## START Selected extract
I'm looking forward to Discriminated Unions being finalized. One day... https://github.com/dotnet/csharplang/issues/113


F# is slowly making it's way into C#... but you could also just skip the wait and start using F# :p


The thing about waiting for C# to pick over F# is that JetBrains keeps up with everything new the C# team does.

I really would like to make myself use F# more, but at the end of the day, the tooling is not as good as for C#, and it feels like a step backwards.


I feel that. It always seems to come down to tooling; the moment you have to fight with tooling for a language, it immediately adds friction. Sure, individual developers can overcome these problems, but it still decreases the adoption rate of said language.

It makes me wonder what differed between the .NET and JVM runtimes, with .NET moving towards fewer languages, whereas the JVM supports more.


Microsoft seems to have some issues keeping their teams running, the Common Language Runtime has turned into C# Language Runtime, as VB doesn't get feature parity with C#, F# is only considered for writing libraries, and C++/CLI is kept alive thanks to WPD and some key partners.

Meanwhile on the native side C++/CX gets killed and replaced with C++/WinRT, lacking VS tooling and no roadmap to when it will ever get it. It is already 5 years old.

.NET Native is stuck in C# 7 and VB 15, without any clear road if it will ever be updated.

Project Reunion started one year ago as the big reunification of Win32 and UWP application models, and what we got was a tiny 0.5 release, where lots of stuff is missing, not clear roadmap on the UWP transition, Xbox and HoloLens support, VS XAML designers are planned only for 2022, if we get lucky and the project doesn't get ramped down.

Just check some of the repos on GitHub and the endless amount of open issues.

Sometimes I wonder what is everyone actually doing.


You're like the fourth person to tell me that. Maybe I should listen...


I've been writing F# professionally for 1.5 years now and let me tell you: it is a BLISS! Came from Scala so no .NET experience at all before.


How does one find a job where the company uses F# or where the team is open to it?


The 'Who is hiring' monthly posts on HN are a good source. There are a couple of companies hiring F# talent (shameless plug: Lokad does).


Come to Sweden, we have cake and we eat it too :)


With the productivity drop of lack of tooling for some key .NET scenarios that only consider C# and VB.


Pattern matching + switch expressions can make for really concise and functional state machines which can be validated for coverage at compile time.
## END Selected extract
Requirements → Carry on the thread about F#, C#, and .NET tooling with a few more comments after its last one.
## START Dataset section
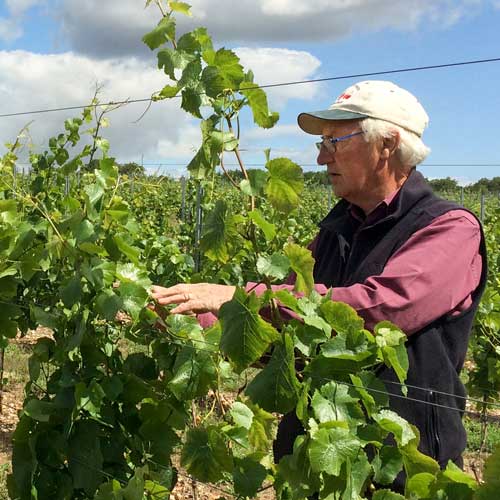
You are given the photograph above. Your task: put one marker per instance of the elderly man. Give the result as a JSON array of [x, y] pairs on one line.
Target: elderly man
[[392, 250]]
## END Dataset section
Result of this task →
I would love to see this in action. Do you know of any repos that are doing this?


If you have the time, there's this great talk by Bill Wagner that goes over some of these newer features. You can also skip right to the pattern-matching section; he shows a good example of how powerful switch expressions can be.

https://m.youtube.com/watch?v=aUbXGs7YTGo

Alternatively, this page on the C# 8 release has good examples too. They show how you can leverage tuples to make them even more powerful.

https://docs.microsoft.com/en-us/dotnet/csharp/whats-new/csh...


I love these new additions because I like new stuff but I'll admit it's hard to keep up and use things with good taste. C# is becoming a BIG language similar to C++. But I guess that's the only way to get a broad user base long term.


> C# is becoming a BIG language similar to C++.

Yes. And they're on roughly the same trajectory: start out as a relatively small object-oriented and procedural language, and then just keep piling on more and more and more features to make the procedural programming more ergonomic. Including by pulling in more and more stuff from functional programming.

On the one hand, it's hard for me to dislike adding pattern matching too much, because I do tend to prefer functional programming. On the other hand, I'm also familiar enough with OOP (it's been most my career) to know that there's a huge overlap between problems that pattern matching can solve, and problems that dynamic dispatch can solve.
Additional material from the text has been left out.